- [ABOUT THIS TASK] Every single entry that follows must be copied exactly.

- [Dataset entries]
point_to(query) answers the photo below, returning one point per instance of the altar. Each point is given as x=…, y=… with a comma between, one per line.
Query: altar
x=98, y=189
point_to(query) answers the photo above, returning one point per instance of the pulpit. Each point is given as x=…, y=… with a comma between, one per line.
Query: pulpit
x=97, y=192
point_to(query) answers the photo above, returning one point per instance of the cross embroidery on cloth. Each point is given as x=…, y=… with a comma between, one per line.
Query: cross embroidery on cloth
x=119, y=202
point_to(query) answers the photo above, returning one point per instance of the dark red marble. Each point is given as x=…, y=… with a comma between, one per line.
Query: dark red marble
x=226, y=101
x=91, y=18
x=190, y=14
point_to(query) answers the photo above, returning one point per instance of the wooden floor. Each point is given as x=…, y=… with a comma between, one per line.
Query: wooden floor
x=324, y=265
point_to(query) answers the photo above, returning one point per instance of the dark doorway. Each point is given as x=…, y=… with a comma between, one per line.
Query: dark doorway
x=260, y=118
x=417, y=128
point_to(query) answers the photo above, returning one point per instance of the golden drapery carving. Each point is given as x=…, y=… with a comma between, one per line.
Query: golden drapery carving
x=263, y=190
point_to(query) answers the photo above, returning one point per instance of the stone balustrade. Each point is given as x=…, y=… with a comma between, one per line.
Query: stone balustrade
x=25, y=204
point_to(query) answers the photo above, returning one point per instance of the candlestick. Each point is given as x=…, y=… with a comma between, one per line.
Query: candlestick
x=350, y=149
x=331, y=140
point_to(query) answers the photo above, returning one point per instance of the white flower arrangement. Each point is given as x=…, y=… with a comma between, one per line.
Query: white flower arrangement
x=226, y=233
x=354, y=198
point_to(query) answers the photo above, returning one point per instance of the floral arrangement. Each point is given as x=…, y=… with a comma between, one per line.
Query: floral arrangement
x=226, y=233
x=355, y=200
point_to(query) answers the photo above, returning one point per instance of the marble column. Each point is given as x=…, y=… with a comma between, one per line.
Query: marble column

- [ANSWER TO THIS PROBLEM]
point_to(query) answers the photo below, returning one point per instance of the altar. Each point is given as x=…, y=… with a comma between, one per line.
Query: altar
x=98, y=189
point_to(query) answers the photo above, returning one point per instance of the pulpit. Each point is given as x=…, y=… with a comma between, one per line.
Query: pulpit
x=97, y=192
point_to(query) answers the photo above, returning one point per instance of the cross embroidery on cloth. Each point is given as x=…, y=… with a comma between, one per line.
Query: cross embroidery on cloth
x=119, y=202
point_to(query) answers the photo above, returning one point per instance of the dark red marble. Each point is given as x=…, y=… with a comma between, one per line.
Query: dark red marble
x=226, y=101
x=91, y=18
x=190, y=14
point_to(query) answers the photo above, returning one point per instance of the wooden floor. Each point is given as x=…, y=… with a comma between, one per line.
Query: wooden floor
x=324, y=265
point_to(query) answers the photo above, returning one point per instance of the dark doorway. Each point is given as x=…, y=… with a comma between, one per line.
Query: dark doorway
x=260, y=118
x=417, y=128
point_to(query) answers the photo above, returning one point per instance of the golden drapery carving. Each point is given as x=…, y=… with a comma between, one per line.
Query: golden drapery carving
x=263, y=190
point_to(query) answers the photo above, returning one point per instance of the stone balustrade. Each point is given as x=…, y=… with a comma between, one per line.
Query: stone balustrade
x=25, y=204
point_to(query) answers the photo above, returning one point per instance of the candlestick. Each point is given as x=…, y=… with a comma between, one per line.
Query: candlestick
x=350, y=149
x=331, y=140
point_to(query) answers the photo above, returning one point per instance of the white flower arrangement. Each point is given as x=…, y=… with a comma between, one per line.
Query: white flower arrangement
x=226, y=233
x=354, y=198
point_to(query) answers the photo above, returning one point per instance of the floral arrangement. Each point is given as x=…, y=… with a comma between, one per line.
Query: floral arrangement
x=226, y=233
x=355, y=200
point_to(query) answers the photo above, returning one point per instance of the marble column. Each point is given as x=…, y=… with a comma between, one per line.
Query: marble column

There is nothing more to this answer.